Copy the data exactly; pictures stay out of the copy.

RECORDS SHOWN -
-=-=-
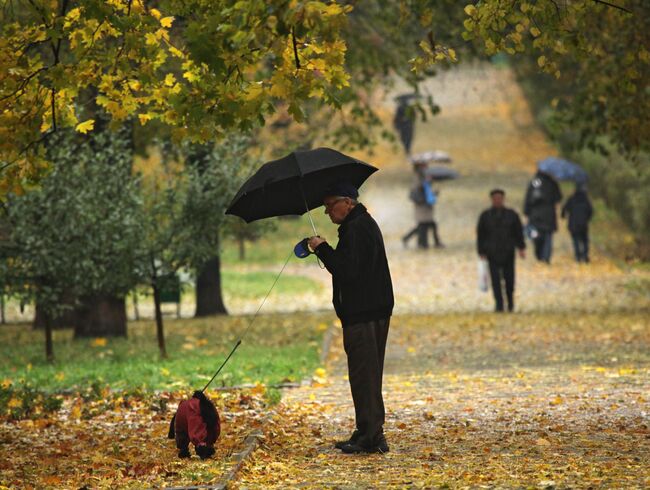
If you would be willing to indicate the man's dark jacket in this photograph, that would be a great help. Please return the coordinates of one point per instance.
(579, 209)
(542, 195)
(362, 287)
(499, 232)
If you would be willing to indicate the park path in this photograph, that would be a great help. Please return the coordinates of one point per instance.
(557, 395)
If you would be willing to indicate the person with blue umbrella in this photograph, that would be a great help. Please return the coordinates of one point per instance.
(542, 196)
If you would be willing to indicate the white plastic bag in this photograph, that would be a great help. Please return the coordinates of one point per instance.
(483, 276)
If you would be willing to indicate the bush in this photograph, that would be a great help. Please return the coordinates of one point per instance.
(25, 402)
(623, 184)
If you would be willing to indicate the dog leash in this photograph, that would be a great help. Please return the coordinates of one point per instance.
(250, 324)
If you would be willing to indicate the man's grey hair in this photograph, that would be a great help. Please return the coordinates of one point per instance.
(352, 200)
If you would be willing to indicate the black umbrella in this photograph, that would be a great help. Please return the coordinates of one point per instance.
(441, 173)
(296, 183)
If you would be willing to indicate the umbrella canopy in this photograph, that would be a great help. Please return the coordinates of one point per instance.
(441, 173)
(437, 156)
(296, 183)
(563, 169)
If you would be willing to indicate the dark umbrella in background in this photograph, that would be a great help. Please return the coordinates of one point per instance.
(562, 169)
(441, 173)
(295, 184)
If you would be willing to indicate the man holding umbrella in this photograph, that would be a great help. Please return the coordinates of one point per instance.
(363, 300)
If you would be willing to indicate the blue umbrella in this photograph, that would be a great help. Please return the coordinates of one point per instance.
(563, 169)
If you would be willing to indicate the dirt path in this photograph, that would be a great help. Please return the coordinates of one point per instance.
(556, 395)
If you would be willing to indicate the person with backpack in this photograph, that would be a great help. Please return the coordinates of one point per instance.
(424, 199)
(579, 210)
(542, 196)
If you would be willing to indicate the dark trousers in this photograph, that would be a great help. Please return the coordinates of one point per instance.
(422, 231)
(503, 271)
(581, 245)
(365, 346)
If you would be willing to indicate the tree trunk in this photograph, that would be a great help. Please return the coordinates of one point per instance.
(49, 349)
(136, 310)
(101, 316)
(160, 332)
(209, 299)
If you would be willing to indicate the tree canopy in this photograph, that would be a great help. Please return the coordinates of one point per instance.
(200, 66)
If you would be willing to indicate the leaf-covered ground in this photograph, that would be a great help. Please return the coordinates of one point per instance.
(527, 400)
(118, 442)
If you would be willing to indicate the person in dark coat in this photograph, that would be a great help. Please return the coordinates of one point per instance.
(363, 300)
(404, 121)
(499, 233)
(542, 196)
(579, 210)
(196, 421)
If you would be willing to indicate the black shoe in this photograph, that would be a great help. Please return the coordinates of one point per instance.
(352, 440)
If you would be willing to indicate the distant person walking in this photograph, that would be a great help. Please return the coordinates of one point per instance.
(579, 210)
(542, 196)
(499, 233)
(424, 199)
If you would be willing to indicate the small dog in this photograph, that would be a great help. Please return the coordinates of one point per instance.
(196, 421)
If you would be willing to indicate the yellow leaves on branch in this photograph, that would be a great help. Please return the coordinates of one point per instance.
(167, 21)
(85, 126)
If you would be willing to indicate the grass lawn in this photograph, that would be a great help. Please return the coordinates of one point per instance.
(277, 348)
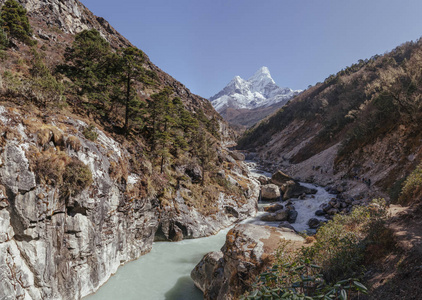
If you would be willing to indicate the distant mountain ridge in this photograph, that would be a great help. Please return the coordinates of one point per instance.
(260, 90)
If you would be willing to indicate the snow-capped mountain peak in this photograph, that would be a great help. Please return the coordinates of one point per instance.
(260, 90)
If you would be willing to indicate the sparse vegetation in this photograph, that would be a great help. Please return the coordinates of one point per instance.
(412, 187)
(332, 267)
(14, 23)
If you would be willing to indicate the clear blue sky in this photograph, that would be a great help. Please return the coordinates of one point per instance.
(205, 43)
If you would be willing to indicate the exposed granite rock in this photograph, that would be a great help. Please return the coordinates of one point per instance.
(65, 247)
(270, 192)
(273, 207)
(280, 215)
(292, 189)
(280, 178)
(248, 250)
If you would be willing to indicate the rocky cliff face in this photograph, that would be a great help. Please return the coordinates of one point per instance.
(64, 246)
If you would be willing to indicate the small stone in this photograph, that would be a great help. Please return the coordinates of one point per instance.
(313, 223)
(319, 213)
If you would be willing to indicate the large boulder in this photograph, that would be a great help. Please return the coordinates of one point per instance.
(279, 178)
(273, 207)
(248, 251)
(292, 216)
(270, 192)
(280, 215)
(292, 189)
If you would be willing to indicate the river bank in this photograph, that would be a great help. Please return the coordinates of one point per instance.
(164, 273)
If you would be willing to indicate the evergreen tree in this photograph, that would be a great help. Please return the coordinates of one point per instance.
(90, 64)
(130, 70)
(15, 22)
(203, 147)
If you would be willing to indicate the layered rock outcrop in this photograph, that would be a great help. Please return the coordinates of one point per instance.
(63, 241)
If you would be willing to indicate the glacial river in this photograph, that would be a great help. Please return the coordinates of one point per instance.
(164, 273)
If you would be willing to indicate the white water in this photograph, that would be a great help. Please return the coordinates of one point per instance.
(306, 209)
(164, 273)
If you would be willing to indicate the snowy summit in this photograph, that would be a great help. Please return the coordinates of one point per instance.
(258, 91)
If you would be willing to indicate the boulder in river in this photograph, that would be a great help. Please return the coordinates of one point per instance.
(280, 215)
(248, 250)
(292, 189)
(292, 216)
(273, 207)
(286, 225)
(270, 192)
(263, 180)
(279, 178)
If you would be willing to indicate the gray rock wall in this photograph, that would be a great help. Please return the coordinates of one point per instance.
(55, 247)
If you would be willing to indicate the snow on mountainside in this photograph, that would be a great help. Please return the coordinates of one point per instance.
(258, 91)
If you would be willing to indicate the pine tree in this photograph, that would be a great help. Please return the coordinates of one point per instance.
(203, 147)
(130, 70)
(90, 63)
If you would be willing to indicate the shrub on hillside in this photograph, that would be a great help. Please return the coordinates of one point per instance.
-=-=-
EXERCISE RESULT -
If you would be willing to indicate the man's dark jacket in this photograph, that would be a great help. Please return the coordinates of one point per instance.
(579, 209)
(542, 195)
(362, 287)
(499, 232)
If you would be willing to indicate the park path in this photograph, that would be a great help. Please return the coordinates of one point per instance.
(557, 395)
If you would be willing to indicate the person with blue umbrella in this photograph, that would be a great help. Please return the coordinates of one point per instance.
(542, 196)
If you would be willing to indicate the white plastic bag in this photograph, that would be a great help. Please return the coordinates of one point per instance.
(483, 276)
If you would be willing to indicate the bush in this photograph, that would be a great help. Please return the coordinates of one point per instance.
(25, 402)
(623, 184)
If you would be willing to indicate the dog leash in this photograph, that would be a great help. Please return the coordinates of one point per instance.
(250, 324)
If you would be willing to indicate the man's grey hair in this photograph, that would be a great help. Please return the coordinates of one point per instance.
(352, 200)
If you would be willing to indicate the black umbrella in this photograph, that would be a great help. Please return the coordinates of one point per instance.
(441, 173)
(296, 183)
If you would be willing to indicate the umbrella canopy in this photograph, that would be a great help. Please return the coordinates of one point per instance.
(441, 173)
(437, 156)
(296, 183)
(563, 169)
If you would be willing to indicate the dark umbrella in background in this photograph, that would be a great help. Please return the coordinates of one point per instance.
(562, 169)
(441, 173)
(295, 184)
If you would be willing to indicate the man holding umbrella in this photograph, that would be a great help. Please return the coordinates of one point per instance.
(363, 300)
If you would be willing to indicate the blue umbrella in this photograph, that would be a great help. Please return the coordinates of one point per instance.
(563, 169)
If you would be willing to indicate the dirt path in this photograph, that would be a great help. Please return the coordinates of one point per instance.
(556, 395)
If you would be willing to indicate the person with backpack in this photograph, that would be a great help. Please return the coordinates of one point per instance.
(424, 199)
(579, 210)
(542, 196)
If you would be willing to indicate the dark trousers in this photograph, that would be a great help. Please return the coordinates of one point per instance.
(422, 231)
(503, 271)
(581, 245)
(365, 346)
If you would be willing to indicate the tree trunk in this photograph, that would be a great help. Please return the coordinates of one point per instance.
(49, 349)
(136, 310)
(101, 316)
(160, 332)
(209, 299)
If you would be willing to indicate the tree canopy in this photograph, that would be a great help. Please return the coordinates of one point per instance.
(200, 66)
If you would be willing to indicate the leaf-covered ground in this photograph, that would be a great help. Please return the coordinates of one point per instance.
(527, 400)
(118, 442)
If you would be willing to indicate the person in dark coat in this photograph, that would be a great help. Please return the coordinates of one point per instance.
(363, 300)
(404, 121)
(499, 233)
(542, 196)
(579, 210)
(196, 421)
If you would be willing to indicate the black shoe in this photograph, that would be a great help. Please return the coordinates of one point per instance.
(352, 440)
If you would be willing to indicate the distant person walking in this photograph, that would be a great help. Please return the coordinates of one point per instance.
(579, 210)
(542, 196)
(499, 233)
(424, 199)
If you would be willing to indicate the small dog in this photograph, that would be a great help. Please return the coordinates of one point per instance.
(196, 421)
If you would be willing to indicate the yellow leaves on branch in this photograph, that would be a great help. Please return the coordinates of one point per instance.
(167, 21)
(85, 126)
If you would be willing to indicate the grass lawn in this photograph, that would be a great help. Please return the coordinates of one point per instance.
(277, 348)
If you would be willing to indicate the distant mountain ridge in this photograph, that would be a great help. Please return the coordinates of one point per instance.
(260, 90)
If you would be willing to indicate the snow-capped mountain peak in this photograph, that would be a great help. Please return the coordinates of one point per instance.
(260, 90)
If you would be willing to indicate the sparse vegetation in this photograph, that would be a great help. Please return the coordinates of one point per instance.
(412, 187)
(332, 267)
(14, 23)
If you would be willing to indicate the clear blue sky in this photograph, that would be a great help. Please return the coordinates of one point per instance.
(205, 43)
If you would be willing to indicate the exposed granite rock in this photograph, that would be a great help. Please return the coordinates of one point per instance.
(65, 247)
(270, 192)
(273, 207)
(280, 215)
(292, 189)
(280, 178)
(248, 250)
If you would be willing to indicate the rocky cliff face in this photograph, that would be a great help. Please return the coordinates of one point per instance.
(64, 246)
If you would be willing to indicate the small stone in this photograph, that would be a great help. Please return the coordinates of one point per instance.
(313, 223)
(319, 213)
If you would be willing to indicate the large boulder in this photograph, that would be a great help. Please return the coordinates of one point per instance.
(279, 178)
(273, 207)
(248, 251)
(292, 216)
(270, 192)
(280, 215)
(292, 189)
If you would be willing to indicate the river bank in this photograph, that would be a great help. Please return the coordinates of one point per instance.
(164, 273)
If you would be willing to indicate the evergreen tree in this photograph, that would be a great help. Please return the coordinates of one point per instance.
(90, 64)
(130, 70)
(15, 22)
(203, 147)
If you would be willing to indicate the layered rock outcrop in this photograph, that would be a great help. Please return the coordinates of one point per instance.
(63, 241)
If you would be willing to indicate the glacial river in this photograph, that would be a great help. Please return the coordinates of one point per instance.
(164, 273)
If you would be willing to indicate the white water in this photograph, that would be a great help. Please return the coordinates of one point per instance.
(306, 209)
(164, 273)
If you would be willing to indicate the snowy summit in this photograph, that would be a great help. Please return the coordinates of one point per instance.
(258, 91)
If you would be willing to indicate the boulder in river in this photograph, that would be a great help. Please return the coordinates of one point per instance.
(280, 215)
(248, 250)
(292, 189)
(292, 216)
(273, 207)
(286, 225)
(270, 192)
(263, 180)
(279, 178)
If you would be willing to indicate the gray rock wall in this photograph, that would be a great help. Please return the coordinates of one point per instance.
(55, 247)
If you would be willing to indicate the snow on mountainside in this photograph, that would be a great help. Please return the coordinates of one point per instance.
(258, 91)
If you would be willing to indicate the pine tree in this photograph, that would be a great help. Please return the coordinates of one point per instance.
(203, 147)
(130, 70)
(90, 63)
If you would be willing to indicate the shrub on hillside in this photograph, that would be a great help. Please return the coordinates of one point per instance.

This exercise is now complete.